··· Supplied data
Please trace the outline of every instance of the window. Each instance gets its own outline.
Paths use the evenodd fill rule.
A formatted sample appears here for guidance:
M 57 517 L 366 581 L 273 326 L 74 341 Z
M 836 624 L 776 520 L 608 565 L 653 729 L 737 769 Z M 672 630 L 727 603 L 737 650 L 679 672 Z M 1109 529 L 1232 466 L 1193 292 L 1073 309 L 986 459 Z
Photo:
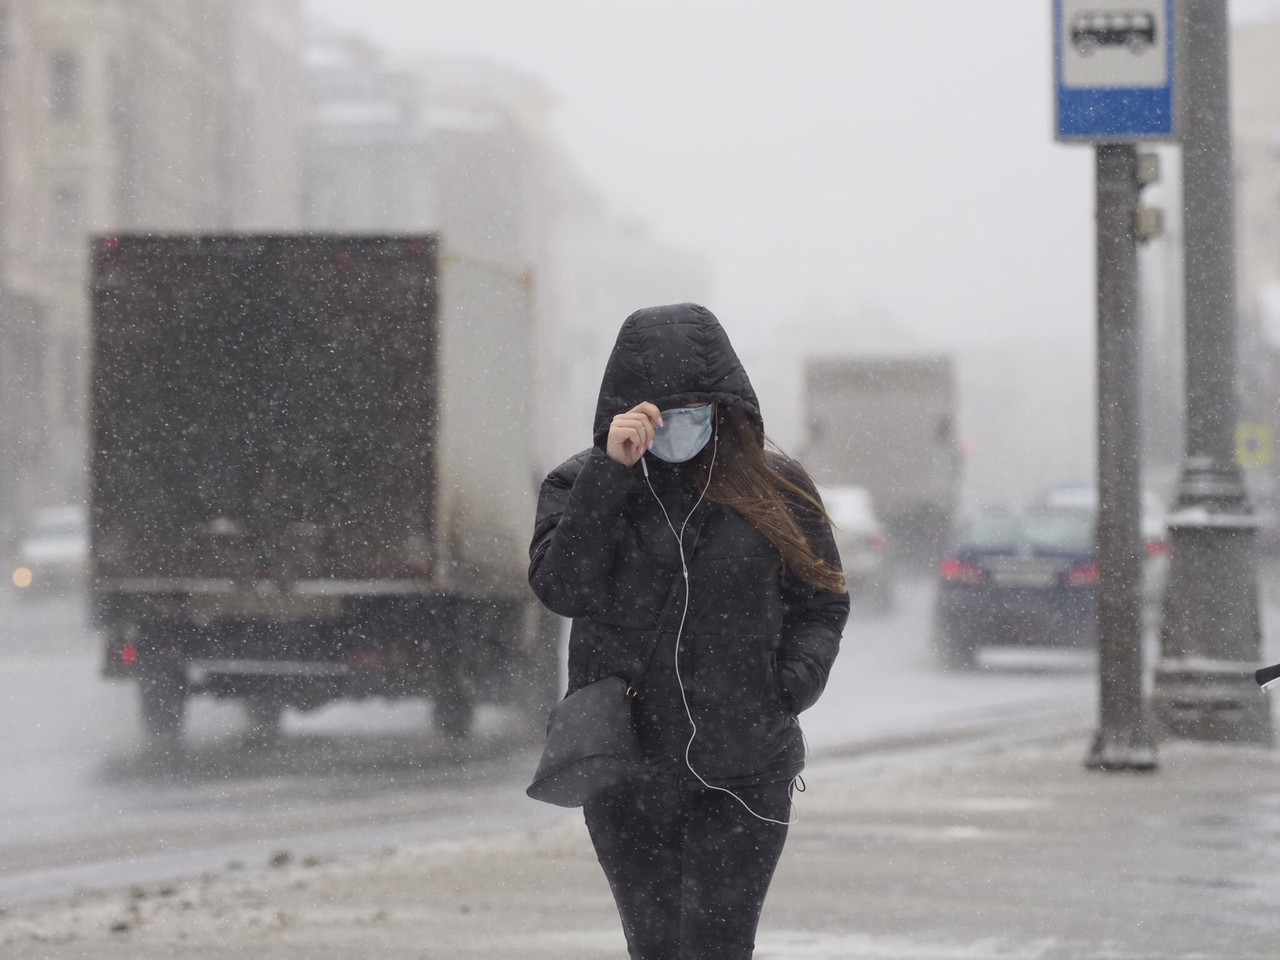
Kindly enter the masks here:
M 74 427 L 80 422 L 80 398 L 84 394 L 84 363 L 79 346 L 71 339 L 63 339 L 58 344 L 58 384 L 60 387 L 58 401 L 62 423 Z
M 56 53 L 49 62 L 49 110 L 55 120 L 70 120 L 80 110 L 80 66 L 74 54 Z
M 75 187 L 63 186 L 53 191 L 49 226 L 53 252 L 57 256 L 69 257 L 79 252 L 80 191 Z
······
Exercise goal: Restate the data above exactly, stripping out each image.

Answer to this problem:
Please trace the outline of every instance of the window. Each instance gets its own outline.
Paths use the evenodd fill rule.
A formatted sample appears here for guidance:
M 57 517 L 366 581 L 273 326 L 74 341 Z
M 836 624 L 776 520 L 608 565 L 653 729 L 737 769 Z M 672 630 L 727 603 L 737 650 L 679 672 Z M 1109 529 L 1232 466 L 1193 292 L 1073 309 L 986 459 Z
Photo:
Kindly enter the masks here:
M 74 427 L 80 422 L 80 398 L 84 394 L 84 363 L 79 346 L 71 339 L 63 339 L 58 344 L 58 384 L 60 387 L 58 401 L 62 423 Z
M 56 53 L 49 62 L 49 110 L 55 120 L 70 120 L 80 110 L 80 66 L 74 54 Z
M 75 187 L 63 186 L 53 191 L 49 226 L 53 252 L 57 256 L 69 257 L 79 252 L 80 191 Z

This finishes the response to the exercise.